Reproduce the portion of the thread on .NET worker process crashes starting with "I'm going to" and going on through "continues in IIS7.0.", renaming "PDFs" to "images" wherever it occurs.

• **PROVIDED TEXT**
= = = = = = =

What happens to other users if the .NET worker process crashes? - c#

My knowledge of how processes are handled by the ASP.Net worker process is woefully inadequate. I'm hoping some of the experts out there can fill me in.
If I crash the worker process with a System.OutOfMemoryException, what would the user experience be for other users who were being served by the same process? Would they get a blank screen? 503 error?
I'm going to attempt to test this scenario with some other folks in our lab, but I thought I would float this out there. I will update with our results.
UPDATE: Our results varied. If we artificially induced a OOM exception (for example by loading larger and larger PDFs into memory), other threads being served by that worker process would "hang" temporarily and then complete, while others seemingly would never return. Thank you for your responses.

W3WP.exe is the process
IIS runs all web apps in a generic worker process - w3wp.exe. Whether you write in ASP.NET, or ISAPI, or some other framework, the process that serves the web request is w3wp.exe. In the ASP.NET case, w3wp.exe loads the ASP.NET JIT-compiled DLLs and services the requests through them. In other cases, it works differently. But the key point is, w3wp.exe is the process. This model started in IIS6.0 and continues in IIS7.0.
Unexpected Failures
If the W3WP.exe fails unexpectedly, for any reason, all transactions it was handling will likely get 500 errors (Server error). IIS will start a new worker process in its place (MS calls this "Health Monitoring"), which means the web app will continue to run. Users that did not have a request being served by the failing process at the time of failure, will be unaware of any of this.
The HTTP 500 error that a client receives in this case will be indistinguishable from a 500 error that the client receives in the case of an application error, let's say an uncaught exception in your ASPNET application code.

= = = = = = =

• **RECORDS PROVIDED**
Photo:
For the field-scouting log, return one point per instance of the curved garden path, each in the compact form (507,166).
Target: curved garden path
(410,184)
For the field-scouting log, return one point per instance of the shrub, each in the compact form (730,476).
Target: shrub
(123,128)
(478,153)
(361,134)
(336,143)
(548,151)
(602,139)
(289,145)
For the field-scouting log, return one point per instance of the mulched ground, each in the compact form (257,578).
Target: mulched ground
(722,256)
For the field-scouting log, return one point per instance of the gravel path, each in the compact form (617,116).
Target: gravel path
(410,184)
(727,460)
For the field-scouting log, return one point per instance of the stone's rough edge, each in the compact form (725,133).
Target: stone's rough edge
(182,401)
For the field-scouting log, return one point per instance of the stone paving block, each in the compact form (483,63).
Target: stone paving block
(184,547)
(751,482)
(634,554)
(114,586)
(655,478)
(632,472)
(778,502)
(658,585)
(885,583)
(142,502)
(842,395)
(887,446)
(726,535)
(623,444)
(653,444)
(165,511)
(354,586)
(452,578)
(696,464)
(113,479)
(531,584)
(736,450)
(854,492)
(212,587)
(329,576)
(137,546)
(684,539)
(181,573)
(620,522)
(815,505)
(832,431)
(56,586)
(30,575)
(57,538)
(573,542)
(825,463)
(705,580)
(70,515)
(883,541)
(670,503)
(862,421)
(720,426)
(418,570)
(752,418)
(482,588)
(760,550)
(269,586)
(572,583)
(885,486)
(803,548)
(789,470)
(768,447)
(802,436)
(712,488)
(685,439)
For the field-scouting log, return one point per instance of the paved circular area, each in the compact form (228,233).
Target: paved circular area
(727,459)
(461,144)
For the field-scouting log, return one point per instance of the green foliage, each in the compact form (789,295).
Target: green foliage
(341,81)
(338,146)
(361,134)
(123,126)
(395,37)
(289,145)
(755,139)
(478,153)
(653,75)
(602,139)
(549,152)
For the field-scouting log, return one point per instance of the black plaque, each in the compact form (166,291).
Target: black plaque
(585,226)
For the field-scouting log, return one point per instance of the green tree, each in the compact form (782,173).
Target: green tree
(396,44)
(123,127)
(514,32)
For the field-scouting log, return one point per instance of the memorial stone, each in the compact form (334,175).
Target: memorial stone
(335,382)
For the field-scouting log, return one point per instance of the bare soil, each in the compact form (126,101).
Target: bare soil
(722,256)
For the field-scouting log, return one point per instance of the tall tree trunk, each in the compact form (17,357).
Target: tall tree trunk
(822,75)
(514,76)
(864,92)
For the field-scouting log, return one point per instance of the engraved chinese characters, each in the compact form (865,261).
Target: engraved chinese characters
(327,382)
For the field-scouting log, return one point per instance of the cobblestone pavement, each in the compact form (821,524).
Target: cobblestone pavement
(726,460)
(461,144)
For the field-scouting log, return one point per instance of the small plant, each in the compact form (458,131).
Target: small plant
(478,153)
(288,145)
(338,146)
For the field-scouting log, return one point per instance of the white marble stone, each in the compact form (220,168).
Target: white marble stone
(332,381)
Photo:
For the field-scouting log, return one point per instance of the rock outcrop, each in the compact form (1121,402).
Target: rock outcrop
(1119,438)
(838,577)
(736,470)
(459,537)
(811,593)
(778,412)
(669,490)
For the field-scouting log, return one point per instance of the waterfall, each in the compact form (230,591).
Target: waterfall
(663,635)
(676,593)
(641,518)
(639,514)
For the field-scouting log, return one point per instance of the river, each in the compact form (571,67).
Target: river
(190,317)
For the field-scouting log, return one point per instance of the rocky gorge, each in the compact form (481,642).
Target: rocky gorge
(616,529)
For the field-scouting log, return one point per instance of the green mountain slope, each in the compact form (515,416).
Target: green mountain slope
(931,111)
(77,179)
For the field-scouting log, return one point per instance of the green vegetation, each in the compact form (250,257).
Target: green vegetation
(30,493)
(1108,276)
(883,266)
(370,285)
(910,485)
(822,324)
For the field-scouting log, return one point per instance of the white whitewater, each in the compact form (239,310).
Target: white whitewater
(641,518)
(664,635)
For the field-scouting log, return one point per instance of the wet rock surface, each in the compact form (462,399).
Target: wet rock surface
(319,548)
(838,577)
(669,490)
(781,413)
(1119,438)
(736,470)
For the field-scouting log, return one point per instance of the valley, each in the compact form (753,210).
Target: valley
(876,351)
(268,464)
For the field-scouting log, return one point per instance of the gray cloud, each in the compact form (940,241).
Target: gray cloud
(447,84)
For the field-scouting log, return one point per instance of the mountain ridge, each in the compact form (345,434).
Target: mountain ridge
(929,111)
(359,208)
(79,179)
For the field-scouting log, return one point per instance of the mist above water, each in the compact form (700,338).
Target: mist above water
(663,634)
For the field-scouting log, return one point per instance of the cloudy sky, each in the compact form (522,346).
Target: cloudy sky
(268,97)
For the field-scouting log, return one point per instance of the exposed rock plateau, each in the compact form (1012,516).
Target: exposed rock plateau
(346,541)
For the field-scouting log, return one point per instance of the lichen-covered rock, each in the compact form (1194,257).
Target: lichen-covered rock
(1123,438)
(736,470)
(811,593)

= = = = = = =

• **WRITTEN REPLY**
I'm going to attempt to test this scenario with some other folks in our lab, but I thought I would float this out there. I will update with our results.
UPDATE: Our results varied. If we artificially induced a OOM exception (for example by loading larger and larger images into memory), other threads being served by that worker process would "hang" temporarily and then complete, while others seemingly would never return. Thank you for your responses.

W3WP.exe is the process
IIS runs all web apps in a generic worker process - w3wp.exe. Whether you write in ASP.NET, or ISAPI, or some other framework, the process that serves the web request is w3wp.exe. In the ASP.NET case, w3wp.exe loads the ASP.NET JIT-compiled DLLs and services the requests through them. In other cases, it works differently. But the key point is, w3wp.exe is the process. This model started in IIS6.0 and continues in IIS7.0.